* **Records from a collection**
---

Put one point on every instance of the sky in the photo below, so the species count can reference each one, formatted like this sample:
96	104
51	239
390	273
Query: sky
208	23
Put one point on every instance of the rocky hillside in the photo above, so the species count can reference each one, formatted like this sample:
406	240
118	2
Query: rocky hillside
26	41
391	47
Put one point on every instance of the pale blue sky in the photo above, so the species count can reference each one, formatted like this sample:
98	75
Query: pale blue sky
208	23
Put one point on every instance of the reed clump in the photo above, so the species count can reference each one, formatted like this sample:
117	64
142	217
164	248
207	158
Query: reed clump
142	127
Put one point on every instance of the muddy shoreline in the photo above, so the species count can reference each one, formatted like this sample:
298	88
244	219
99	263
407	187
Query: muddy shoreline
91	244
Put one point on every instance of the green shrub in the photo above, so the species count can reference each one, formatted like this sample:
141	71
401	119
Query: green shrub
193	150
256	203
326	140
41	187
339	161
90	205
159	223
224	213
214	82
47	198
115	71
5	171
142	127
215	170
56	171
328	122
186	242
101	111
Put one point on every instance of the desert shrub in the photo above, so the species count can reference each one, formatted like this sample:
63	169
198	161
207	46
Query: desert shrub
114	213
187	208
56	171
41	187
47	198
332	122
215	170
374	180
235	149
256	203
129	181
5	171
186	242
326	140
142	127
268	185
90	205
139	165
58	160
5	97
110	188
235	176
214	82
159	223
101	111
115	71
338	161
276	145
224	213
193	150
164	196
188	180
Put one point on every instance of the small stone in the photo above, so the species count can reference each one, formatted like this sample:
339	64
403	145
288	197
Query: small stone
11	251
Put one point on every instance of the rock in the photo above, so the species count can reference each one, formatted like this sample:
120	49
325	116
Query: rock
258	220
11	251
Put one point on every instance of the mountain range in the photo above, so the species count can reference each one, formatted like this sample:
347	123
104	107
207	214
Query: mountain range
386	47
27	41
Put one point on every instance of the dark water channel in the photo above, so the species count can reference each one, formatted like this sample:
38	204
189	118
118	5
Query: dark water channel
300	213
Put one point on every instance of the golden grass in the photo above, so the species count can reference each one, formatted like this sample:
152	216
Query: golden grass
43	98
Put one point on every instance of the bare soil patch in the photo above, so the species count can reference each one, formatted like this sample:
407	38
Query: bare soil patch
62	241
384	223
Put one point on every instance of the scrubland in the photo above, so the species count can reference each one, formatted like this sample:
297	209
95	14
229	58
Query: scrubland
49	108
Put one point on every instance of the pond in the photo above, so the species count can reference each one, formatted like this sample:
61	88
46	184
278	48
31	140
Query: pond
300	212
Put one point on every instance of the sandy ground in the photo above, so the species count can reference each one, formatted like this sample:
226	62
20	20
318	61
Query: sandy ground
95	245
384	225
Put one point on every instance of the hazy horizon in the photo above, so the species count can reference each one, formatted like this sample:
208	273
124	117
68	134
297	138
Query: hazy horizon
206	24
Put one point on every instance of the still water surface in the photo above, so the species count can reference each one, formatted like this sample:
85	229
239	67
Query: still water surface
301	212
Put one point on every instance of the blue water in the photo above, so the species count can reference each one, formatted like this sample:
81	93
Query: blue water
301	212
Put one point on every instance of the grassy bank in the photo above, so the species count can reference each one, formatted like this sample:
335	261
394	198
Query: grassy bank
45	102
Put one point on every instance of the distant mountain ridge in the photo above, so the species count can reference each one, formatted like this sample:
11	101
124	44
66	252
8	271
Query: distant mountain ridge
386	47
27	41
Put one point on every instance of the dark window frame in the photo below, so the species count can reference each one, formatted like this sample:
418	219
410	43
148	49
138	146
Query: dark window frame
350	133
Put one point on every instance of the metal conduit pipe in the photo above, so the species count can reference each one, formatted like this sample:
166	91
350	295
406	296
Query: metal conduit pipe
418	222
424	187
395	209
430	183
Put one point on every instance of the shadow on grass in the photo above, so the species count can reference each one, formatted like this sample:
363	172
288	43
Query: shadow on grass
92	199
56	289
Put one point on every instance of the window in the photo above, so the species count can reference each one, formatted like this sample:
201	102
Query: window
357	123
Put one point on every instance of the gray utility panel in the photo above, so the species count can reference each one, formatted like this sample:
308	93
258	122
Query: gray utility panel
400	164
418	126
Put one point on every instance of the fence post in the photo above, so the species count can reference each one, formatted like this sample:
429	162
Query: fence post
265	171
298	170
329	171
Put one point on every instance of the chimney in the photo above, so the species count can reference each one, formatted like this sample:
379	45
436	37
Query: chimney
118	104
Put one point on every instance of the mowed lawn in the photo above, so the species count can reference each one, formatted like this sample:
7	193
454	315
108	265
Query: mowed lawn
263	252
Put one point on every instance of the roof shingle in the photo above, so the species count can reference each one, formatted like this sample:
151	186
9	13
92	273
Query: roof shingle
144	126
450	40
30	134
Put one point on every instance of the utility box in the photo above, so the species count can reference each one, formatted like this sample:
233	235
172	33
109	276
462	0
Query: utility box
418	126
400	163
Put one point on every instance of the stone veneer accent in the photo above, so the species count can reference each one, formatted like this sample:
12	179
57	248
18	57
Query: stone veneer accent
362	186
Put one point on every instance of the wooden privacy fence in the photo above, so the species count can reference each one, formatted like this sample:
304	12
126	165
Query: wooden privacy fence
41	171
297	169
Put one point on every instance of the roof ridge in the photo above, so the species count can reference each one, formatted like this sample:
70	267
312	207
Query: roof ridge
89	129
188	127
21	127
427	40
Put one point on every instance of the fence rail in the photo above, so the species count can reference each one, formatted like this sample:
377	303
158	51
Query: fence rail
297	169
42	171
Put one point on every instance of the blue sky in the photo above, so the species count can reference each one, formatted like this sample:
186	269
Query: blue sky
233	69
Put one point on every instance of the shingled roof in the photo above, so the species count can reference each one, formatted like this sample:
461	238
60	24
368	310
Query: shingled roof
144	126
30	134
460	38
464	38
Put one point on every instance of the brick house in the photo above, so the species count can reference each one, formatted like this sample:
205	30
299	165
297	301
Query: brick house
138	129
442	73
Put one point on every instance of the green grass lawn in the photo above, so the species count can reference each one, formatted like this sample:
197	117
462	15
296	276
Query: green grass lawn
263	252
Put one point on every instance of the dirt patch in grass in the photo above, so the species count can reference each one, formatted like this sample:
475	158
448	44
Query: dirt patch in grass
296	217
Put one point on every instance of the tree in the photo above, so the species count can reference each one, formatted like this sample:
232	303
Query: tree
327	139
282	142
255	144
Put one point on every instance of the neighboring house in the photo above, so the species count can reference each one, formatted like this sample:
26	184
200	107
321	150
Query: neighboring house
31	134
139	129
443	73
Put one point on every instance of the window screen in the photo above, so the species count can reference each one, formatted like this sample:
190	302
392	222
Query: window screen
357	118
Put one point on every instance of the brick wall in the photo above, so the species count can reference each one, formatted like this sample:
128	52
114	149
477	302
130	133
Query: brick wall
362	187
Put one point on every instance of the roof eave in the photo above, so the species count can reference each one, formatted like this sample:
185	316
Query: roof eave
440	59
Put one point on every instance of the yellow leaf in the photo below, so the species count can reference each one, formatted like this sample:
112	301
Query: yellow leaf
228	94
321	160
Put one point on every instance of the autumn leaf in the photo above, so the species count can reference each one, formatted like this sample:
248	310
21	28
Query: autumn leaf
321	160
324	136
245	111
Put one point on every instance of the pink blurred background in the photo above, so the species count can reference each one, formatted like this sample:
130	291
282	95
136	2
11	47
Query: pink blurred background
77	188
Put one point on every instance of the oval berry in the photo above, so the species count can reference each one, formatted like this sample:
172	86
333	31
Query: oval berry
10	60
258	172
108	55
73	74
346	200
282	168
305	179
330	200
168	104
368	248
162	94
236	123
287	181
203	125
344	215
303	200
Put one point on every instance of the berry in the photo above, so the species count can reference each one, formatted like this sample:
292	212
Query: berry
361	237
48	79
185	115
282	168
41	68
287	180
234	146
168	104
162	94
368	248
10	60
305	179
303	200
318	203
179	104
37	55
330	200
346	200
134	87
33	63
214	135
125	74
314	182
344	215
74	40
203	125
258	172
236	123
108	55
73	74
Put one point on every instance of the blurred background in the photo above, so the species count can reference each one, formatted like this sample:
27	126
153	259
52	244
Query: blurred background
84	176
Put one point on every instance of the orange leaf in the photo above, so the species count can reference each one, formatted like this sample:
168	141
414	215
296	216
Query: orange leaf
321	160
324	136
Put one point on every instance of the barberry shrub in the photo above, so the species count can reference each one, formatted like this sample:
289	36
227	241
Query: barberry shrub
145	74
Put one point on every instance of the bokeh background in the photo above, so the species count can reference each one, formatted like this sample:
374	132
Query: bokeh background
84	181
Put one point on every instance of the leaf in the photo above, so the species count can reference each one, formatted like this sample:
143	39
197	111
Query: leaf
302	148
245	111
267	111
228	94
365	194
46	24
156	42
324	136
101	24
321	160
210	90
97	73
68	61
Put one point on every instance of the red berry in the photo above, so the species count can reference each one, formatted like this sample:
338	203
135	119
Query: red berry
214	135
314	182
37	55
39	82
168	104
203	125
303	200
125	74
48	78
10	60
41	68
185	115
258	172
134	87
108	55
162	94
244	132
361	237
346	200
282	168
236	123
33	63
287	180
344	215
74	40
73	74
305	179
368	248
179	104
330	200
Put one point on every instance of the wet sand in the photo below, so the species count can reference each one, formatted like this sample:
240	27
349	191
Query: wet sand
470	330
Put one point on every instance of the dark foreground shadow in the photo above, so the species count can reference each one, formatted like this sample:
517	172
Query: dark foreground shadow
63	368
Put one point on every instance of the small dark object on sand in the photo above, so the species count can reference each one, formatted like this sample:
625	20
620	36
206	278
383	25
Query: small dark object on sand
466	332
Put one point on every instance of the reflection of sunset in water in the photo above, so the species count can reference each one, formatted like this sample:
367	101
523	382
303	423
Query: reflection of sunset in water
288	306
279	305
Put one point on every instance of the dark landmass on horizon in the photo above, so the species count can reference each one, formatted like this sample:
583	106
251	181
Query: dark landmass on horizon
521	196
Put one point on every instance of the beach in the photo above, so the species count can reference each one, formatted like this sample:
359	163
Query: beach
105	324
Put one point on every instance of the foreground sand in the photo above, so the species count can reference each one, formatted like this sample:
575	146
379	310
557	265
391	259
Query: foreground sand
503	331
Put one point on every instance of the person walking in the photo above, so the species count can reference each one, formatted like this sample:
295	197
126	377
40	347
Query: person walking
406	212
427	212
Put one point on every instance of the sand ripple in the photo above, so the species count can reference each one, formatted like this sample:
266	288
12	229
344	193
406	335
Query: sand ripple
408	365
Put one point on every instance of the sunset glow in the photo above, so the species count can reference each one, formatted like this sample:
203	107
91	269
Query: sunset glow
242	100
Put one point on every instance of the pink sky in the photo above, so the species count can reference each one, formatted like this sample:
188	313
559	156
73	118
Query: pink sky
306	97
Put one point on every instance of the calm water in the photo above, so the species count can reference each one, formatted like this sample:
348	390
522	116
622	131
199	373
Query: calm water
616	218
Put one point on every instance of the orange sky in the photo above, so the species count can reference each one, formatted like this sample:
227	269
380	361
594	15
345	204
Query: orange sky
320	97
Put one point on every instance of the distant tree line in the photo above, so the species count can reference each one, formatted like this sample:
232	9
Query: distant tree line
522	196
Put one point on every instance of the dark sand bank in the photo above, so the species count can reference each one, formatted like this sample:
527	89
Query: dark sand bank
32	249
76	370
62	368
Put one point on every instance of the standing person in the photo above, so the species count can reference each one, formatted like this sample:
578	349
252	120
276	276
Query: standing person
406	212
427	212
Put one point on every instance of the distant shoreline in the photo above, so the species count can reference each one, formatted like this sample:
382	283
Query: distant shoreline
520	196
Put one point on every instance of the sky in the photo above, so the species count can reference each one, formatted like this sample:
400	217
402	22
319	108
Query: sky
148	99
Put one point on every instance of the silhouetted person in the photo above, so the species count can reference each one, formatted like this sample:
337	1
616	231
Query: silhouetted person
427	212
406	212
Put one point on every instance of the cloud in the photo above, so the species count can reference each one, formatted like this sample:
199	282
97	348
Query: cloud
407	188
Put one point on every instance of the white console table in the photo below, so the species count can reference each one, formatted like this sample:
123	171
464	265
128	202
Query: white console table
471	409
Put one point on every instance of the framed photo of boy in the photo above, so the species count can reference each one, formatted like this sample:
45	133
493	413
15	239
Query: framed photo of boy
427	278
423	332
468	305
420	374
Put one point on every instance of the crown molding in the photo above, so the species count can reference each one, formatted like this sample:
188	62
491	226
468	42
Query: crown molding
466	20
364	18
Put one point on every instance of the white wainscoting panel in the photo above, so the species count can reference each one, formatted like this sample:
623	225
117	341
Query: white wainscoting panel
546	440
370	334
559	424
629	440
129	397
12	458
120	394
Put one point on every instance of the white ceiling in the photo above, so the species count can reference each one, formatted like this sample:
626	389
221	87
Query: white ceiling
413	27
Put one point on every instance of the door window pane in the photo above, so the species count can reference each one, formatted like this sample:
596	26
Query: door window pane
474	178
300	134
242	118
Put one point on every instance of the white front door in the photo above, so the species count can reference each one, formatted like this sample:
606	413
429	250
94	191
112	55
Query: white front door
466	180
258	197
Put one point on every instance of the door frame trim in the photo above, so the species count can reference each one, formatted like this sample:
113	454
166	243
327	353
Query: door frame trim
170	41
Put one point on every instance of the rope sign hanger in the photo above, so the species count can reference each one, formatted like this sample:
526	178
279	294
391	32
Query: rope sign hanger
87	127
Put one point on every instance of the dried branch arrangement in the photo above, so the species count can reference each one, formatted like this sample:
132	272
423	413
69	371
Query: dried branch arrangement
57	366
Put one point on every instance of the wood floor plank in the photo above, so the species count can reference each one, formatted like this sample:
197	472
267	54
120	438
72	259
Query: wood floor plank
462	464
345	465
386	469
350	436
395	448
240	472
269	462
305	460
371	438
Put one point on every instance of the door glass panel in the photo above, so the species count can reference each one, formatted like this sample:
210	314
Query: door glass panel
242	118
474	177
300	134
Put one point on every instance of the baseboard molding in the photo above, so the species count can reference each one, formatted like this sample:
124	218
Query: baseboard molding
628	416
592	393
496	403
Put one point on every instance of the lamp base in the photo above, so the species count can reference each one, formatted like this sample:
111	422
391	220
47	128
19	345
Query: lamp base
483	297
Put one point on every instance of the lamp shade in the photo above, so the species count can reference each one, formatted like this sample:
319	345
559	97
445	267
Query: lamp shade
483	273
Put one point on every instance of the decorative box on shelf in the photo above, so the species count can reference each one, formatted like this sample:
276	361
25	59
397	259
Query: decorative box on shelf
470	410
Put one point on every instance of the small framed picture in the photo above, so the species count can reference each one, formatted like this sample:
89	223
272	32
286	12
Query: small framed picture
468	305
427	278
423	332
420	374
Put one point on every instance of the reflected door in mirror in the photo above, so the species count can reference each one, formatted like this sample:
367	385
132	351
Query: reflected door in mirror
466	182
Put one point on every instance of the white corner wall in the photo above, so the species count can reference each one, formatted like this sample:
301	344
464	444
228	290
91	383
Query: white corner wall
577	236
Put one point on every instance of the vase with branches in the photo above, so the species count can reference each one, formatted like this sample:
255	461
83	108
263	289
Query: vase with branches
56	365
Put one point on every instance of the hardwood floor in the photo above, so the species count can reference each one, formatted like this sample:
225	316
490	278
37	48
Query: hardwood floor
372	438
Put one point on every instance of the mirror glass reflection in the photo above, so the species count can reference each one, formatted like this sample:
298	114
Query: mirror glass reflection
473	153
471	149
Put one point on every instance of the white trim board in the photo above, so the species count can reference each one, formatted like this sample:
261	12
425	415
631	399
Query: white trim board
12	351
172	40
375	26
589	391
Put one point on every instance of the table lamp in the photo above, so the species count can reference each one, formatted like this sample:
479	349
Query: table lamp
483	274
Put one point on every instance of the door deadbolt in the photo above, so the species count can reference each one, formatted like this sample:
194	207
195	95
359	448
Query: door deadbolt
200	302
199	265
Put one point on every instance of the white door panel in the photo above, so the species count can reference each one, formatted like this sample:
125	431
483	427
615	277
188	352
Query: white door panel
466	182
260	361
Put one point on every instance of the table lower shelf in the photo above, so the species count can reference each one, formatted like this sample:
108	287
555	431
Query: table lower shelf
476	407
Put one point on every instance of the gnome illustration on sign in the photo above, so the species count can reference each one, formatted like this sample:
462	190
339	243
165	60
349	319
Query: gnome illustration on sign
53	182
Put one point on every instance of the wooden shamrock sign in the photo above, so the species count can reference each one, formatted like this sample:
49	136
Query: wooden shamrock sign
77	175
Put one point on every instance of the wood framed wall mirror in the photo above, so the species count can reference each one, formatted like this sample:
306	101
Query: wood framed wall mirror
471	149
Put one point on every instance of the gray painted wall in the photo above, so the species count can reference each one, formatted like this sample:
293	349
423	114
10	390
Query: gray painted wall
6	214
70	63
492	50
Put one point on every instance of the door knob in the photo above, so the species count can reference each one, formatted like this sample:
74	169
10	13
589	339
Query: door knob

---

* **Task brief**
Rewrite the stretch from the line containing "Put one point on every instance of the door knob" through the end of the records, switching "door knob" to "cabinet handle" and leaving everything else unchanged.

* **Problem solution**
Put one point on every instance of the cabinet handle in the photo above, so the species count can reference each one, formatted like this sample:
74	169
10	13
589	339
Query: cabinet handle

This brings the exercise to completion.